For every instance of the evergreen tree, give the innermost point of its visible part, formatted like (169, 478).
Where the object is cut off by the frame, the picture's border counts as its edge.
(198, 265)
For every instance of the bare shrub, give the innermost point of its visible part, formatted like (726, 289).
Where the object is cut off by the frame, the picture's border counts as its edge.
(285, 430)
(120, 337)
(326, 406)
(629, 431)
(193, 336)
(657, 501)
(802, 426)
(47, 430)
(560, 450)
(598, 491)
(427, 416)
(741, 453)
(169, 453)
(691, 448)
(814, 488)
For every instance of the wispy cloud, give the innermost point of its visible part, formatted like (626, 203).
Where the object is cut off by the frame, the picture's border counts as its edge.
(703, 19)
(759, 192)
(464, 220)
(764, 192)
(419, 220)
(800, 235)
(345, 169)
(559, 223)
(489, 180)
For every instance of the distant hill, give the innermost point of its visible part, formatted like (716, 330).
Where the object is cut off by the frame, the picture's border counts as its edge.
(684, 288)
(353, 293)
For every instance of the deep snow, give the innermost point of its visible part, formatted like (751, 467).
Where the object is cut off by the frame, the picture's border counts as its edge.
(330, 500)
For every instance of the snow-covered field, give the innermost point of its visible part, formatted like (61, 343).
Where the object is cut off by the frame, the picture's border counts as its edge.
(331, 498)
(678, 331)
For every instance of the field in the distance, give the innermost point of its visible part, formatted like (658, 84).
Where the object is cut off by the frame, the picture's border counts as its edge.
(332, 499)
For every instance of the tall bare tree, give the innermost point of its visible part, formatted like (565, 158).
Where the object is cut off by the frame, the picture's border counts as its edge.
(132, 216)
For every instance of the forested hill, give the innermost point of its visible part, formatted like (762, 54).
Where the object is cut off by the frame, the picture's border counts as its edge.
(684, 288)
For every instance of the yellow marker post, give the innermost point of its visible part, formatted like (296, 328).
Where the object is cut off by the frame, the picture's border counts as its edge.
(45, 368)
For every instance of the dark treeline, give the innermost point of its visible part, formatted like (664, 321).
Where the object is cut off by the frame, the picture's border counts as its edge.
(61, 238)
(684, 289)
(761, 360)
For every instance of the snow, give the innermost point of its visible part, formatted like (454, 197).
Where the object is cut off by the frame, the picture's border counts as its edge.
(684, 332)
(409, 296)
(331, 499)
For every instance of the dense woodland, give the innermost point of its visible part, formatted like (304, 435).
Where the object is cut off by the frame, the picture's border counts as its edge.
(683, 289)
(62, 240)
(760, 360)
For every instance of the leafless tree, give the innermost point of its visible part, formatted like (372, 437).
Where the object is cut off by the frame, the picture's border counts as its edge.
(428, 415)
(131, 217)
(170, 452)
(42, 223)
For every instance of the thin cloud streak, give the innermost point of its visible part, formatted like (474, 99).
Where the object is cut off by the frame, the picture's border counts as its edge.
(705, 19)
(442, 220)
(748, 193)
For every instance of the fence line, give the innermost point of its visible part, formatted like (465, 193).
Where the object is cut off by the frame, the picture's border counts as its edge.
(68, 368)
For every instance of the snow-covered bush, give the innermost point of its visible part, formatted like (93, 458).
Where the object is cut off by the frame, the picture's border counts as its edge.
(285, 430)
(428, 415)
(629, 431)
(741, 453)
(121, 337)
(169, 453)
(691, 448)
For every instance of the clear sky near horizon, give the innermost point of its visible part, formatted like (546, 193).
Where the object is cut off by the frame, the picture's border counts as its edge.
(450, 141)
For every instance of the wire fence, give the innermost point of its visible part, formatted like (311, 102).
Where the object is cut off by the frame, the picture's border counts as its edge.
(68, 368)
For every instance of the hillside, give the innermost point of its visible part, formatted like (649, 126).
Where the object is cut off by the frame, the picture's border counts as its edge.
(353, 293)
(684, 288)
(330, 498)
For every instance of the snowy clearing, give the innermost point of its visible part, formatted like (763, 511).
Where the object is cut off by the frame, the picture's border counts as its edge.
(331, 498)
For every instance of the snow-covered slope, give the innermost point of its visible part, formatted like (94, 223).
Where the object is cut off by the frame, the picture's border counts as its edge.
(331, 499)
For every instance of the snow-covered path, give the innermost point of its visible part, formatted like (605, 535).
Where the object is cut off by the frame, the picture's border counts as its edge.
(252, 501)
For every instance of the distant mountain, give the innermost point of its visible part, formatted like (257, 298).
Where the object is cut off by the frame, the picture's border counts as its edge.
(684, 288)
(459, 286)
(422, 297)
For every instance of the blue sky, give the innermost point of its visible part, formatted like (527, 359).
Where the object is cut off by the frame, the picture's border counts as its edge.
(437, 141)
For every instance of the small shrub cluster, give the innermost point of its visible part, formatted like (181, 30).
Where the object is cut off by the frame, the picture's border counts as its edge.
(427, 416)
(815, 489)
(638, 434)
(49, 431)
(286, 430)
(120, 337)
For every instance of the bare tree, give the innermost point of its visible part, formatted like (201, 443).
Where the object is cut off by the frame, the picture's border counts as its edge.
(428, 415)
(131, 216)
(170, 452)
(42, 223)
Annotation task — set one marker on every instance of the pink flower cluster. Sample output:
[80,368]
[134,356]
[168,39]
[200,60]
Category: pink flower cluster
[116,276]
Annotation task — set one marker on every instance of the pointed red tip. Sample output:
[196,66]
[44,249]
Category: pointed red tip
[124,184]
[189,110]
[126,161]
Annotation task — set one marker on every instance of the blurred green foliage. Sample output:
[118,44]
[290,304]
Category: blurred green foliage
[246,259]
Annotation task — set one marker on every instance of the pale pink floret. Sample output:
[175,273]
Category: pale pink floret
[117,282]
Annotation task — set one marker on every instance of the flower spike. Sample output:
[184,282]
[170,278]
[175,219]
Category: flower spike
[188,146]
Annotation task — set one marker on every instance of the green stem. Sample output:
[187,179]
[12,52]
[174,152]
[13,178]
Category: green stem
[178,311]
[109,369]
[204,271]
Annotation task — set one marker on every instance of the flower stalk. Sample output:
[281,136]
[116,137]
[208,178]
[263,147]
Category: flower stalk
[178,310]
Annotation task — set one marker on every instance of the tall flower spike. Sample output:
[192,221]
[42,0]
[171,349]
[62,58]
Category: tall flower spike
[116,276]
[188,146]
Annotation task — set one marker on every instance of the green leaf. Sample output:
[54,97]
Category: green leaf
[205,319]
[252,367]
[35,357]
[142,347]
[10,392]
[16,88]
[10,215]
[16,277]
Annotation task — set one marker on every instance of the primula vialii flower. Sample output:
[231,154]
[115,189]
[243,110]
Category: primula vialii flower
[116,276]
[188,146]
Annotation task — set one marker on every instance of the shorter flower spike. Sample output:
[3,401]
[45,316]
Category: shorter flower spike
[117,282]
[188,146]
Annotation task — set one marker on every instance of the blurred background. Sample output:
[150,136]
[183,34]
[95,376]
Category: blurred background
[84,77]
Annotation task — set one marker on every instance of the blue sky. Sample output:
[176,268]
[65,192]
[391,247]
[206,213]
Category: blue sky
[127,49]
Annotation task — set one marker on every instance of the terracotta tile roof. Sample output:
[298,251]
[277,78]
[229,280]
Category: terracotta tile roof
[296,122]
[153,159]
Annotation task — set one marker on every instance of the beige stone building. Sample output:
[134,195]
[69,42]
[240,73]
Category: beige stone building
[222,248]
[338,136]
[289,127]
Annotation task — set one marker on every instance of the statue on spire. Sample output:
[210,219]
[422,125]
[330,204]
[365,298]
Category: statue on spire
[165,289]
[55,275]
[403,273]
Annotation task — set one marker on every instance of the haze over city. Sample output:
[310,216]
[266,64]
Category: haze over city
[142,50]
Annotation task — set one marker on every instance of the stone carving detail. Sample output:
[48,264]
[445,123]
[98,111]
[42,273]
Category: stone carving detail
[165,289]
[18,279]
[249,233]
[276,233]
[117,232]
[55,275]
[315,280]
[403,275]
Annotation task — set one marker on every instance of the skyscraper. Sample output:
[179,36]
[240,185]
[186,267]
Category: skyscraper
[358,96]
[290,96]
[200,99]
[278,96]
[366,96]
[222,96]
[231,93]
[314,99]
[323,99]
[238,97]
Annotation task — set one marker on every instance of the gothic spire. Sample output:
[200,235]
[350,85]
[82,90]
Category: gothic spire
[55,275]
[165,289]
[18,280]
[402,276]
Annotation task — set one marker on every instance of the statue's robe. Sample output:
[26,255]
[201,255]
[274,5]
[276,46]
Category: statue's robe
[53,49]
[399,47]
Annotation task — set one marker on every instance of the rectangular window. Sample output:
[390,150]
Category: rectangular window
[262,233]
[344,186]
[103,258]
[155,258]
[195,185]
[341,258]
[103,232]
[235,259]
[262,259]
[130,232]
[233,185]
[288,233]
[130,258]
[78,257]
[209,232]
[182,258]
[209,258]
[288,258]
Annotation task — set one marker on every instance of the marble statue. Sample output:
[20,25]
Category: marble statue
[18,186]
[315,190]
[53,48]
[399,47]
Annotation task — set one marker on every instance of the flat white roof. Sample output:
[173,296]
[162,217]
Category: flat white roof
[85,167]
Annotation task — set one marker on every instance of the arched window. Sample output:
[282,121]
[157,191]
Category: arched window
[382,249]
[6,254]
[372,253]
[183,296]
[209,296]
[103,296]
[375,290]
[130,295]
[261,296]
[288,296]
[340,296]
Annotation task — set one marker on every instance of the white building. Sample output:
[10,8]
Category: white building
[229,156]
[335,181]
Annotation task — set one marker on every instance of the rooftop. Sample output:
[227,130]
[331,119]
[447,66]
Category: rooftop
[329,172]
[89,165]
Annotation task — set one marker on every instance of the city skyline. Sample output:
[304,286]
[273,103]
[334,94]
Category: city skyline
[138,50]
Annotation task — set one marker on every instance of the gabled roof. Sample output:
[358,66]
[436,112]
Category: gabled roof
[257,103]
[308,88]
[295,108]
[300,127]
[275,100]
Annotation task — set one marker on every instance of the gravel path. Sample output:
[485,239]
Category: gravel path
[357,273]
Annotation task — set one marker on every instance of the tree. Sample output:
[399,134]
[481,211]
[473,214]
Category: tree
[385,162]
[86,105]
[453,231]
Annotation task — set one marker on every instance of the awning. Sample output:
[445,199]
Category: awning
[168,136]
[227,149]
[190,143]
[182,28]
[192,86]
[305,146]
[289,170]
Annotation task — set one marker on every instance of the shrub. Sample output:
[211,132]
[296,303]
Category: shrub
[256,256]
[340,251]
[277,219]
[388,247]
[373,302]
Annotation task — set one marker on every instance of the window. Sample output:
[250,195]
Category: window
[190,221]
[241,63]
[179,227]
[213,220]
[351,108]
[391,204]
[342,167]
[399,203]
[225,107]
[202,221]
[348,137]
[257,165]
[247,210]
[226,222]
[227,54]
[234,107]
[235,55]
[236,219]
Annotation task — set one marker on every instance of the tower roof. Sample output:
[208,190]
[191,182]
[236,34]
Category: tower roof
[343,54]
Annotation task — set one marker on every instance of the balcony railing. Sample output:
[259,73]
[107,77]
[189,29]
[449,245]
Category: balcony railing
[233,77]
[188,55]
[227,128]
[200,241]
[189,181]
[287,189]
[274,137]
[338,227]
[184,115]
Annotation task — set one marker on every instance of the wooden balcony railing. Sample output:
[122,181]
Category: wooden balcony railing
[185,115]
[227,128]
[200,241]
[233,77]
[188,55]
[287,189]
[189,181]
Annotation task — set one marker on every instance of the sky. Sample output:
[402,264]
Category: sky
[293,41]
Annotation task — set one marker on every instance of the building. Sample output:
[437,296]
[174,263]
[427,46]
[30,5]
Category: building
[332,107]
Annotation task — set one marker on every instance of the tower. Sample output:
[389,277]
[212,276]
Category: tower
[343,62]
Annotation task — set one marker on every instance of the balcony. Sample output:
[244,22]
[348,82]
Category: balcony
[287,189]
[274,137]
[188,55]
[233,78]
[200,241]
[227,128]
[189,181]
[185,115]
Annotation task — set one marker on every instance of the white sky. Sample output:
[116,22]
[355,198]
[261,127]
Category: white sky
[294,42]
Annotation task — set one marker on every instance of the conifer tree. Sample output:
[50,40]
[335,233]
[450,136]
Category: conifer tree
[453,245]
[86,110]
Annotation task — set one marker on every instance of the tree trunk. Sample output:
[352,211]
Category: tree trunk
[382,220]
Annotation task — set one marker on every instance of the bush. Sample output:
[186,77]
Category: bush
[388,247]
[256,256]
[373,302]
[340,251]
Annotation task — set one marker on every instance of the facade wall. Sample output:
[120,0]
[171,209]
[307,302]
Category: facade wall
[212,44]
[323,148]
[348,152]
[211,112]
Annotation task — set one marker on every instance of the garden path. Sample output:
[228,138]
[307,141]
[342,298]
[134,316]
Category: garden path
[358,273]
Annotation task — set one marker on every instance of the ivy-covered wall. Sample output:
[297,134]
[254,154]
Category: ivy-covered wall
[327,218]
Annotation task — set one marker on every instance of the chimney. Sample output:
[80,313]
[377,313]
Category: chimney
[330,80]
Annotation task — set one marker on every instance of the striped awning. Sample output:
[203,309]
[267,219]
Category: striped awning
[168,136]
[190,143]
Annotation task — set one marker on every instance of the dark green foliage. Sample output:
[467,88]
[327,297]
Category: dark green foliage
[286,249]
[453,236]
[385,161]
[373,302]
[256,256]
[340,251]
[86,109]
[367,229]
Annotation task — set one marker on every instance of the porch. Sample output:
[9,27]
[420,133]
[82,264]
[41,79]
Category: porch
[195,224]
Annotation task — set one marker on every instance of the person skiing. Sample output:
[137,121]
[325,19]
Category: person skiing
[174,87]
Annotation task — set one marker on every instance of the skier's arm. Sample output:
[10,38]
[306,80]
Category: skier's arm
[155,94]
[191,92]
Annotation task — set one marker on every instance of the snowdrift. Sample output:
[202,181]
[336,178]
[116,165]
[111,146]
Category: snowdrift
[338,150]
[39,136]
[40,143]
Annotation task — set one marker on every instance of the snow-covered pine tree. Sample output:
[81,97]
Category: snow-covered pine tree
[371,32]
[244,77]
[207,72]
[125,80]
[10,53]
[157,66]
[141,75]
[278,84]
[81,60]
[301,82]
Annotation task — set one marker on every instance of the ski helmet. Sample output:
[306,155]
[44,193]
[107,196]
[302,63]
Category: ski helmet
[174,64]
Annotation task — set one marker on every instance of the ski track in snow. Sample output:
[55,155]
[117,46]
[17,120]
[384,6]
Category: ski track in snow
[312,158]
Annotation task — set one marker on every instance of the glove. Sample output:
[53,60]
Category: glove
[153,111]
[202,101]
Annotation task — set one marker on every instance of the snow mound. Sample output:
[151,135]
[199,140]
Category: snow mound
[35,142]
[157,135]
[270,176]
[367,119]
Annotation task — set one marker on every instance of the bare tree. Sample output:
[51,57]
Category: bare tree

◆ Task brief ◆
Begin with the line that contains "Category: glove" and set down each line exactly until the records above end, including the final line.

◆ Answer ◆
Category: glove
[153,111]
[202,101]
Annotation task — set one marker on every instance of the snow mound. Sample output:
[151,135]
[199,140]
Category: snow mound
[35,142]
[157,135]
[270,176]
[367,119]
Annotation task — set one marker on every instance of the bare tree. Sample output:
[51,57]
Category: bare tree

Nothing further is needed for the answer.